[Bounding-box records]

* * * *

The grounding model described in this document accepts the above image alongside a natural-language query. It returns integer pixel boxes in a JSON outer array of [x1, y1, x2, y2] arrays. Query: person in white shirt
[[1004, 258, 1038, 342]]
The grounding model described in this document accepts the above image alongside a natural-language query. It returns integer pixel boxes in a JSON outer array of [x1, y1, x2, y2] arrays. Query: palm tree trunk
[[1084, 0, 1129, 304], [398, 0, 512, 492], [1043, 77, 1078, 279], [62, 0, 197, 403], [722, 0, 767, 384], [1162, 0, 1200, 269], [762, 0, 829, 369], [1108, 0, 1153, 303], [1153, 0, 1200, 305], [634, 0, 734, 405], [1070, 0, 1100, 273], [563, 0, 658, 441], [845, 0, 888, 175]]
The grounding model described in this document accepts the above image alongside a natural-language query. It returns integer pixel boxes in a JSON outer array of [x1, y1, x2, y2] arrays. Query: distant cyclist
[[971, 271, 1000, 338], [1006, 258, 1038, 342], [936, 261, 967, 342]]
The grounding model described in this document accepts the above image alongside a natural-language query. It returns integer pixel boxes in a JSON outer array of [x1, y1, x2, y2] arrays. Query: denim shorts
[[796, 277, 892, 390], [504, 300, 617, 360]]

* * * *

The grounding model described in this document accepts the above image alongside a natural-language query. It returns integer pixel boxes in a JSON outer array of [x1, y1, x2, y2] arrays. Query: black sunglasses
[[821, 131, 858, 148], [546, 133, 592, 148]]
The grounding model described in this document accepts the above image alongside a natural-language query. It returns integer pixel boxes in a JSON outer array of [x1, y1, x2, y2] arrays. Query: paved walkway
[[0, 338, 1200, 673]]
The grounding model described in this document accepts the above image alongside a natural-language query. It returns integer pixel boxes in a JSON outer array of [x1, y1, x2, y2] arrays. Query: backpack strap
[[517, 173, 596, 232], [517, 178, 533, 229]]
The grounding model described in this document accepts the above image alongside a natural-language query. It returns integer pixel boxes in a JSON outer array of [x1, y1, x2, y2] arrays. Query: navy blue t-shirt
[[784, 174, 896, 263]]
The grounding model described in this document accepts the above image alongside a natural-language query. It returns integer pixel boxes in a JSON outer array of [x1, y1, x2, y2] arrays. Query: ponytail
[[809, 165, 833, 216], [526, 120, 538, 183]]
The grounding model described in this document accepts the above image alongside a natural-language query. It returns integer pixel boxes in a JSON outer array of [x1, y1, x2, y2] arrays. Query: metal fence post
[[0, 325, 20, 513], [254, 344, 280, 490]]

* * * *

_TASK TO COMPLETE_:
Tally the lines of the records above that contain the string "shirt". Reply with the number only.

_TASK OUTPUT_:
2